◆ **RAW RECORDS**:
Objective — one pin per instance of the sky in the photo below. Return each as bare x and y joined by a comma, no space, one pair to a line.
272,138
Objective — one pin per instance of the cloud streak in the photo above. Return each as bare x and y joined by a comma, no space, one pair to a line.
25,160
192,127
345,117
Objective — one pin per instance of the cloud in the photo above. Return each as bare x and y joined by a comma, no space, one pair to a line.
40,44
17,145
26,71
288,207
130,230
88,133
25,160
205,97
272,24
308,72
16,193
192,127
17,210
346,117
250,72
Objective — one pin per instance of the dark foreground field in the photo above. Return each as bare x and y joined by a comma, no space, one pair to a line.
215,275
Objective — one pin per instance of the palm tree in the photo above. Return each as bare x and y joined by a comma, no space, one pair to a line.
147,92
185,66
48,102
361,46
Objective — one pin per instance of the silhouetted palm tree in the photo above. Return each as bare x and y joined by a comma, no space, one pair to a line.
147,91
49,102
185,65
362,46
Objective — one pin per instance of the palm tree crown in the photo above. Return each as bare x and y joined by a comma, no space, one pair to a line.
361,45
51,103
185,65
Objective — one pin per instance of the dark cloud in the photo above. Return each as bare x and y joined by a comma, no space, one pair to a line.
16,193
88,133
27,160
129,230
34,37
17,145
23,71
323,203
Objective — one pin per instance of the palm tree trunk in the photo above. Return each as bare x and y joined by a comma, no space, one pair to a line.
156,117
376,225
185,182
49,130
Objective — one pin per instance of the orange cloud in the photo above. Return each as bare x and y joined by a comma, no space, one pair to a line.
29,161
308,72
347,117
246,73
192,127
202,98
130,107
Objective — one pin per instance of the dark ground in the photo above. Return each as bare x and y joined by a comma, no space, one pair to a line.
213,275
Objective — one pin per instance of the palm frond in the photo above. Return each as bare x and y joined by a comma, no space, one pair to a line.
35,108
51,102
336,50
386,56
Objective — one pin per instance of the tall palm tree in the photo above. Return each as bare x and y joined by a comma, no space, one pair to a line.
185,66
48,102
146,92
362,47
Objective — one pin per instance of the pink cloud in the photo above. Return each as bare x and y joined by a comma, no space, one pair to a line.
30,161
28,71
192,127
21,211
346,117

◆ **EXERCISE DESCRIPTION**:
Retype every entry above word for word, changing nothing.

◆ **RESPONSE TO THE EXERCISE**:
Objective — one pin per instance of the sky in the photo below. Return each as bare x and y joined by a comma, no space, one pair to a line.
272,138
Objective — one pin per instance of the cloud streak in the photo above. Return each as bare x and y joined by a comma, no space, one pair to a line.
25,160
192,127
345,117
Objective — one pin per instance of the cloud in the photo above. Return each as bare x and y joined by a comma, no space, one pair to a line.
40,44
17,145
26,71
288,207
130,230
88,133
25,160
205,97
272,24
308,72
16,193
192,127
17,210
346,117
250,72
Objective — one pin per instance of the dark foreground field in the photo above. Return each as bare x and y joined by a comma, no space, one pair to a line.
215,275
Objective — one pin per instance of the palm tree in the photo above. Return each as bare x and y joined by a comma, no space, one pair to a line.
147,92
185,66
48,102
361,46
Objective — one pin per instance of the silhouetted palm tree in the photo above. Return each as bare x and y joined by a comma, no space, one pair to a line.
147,91
49,102
185,65
362,46
Objective — one pin per instance of the palm tree crown in the photo above. Return each as bare x and y joined by a comma, no space, one pair to a line.
361,45
51,103
185,65
Objective — one pin per instance of the dark cloud in the photo above. Return each as bare x and y joined by a comma, no space, one pair to a line.
16,193
88,133
27,160
129,230
34,37
17,145
23,71
323,203
Objective — one pin per instance of the palm tree trunk in the photo above. Return each as bare x and y joined by a comma, no space, one pair to a line.
156,117
376,225
185,182
49,130
Objective — one pin per instance of the orange cloud in the photo above. Return each as bare x and y joined by a comma, no space, one pair to a line.
29,161
308,72
347,117
246,73
192,127
202,98
130,107
Objective — one pin per instance of the dark ground in the photo above. Return each as bare x and y joined by a comma, no space, one pair to a line.
213,275
Objective — one pin per instance of the palm frond in the photo above. Return each as bare x and y joined by a comma, no space, one pair to a line.
35,108
51,102
336,50
386,56
Objective — one pin per instance of the tall palm tree in the photo above. Return each as bare x and y joined by a comma, no space, one pair to a line.
185,66
48,102
146,92
362,47
Objective — one pin per instance of the pink cloud in the photo above. Return each as bare x and y joined by a comma, no space, one pair to a line.
30,161
28,71
192,127
21,211
346,117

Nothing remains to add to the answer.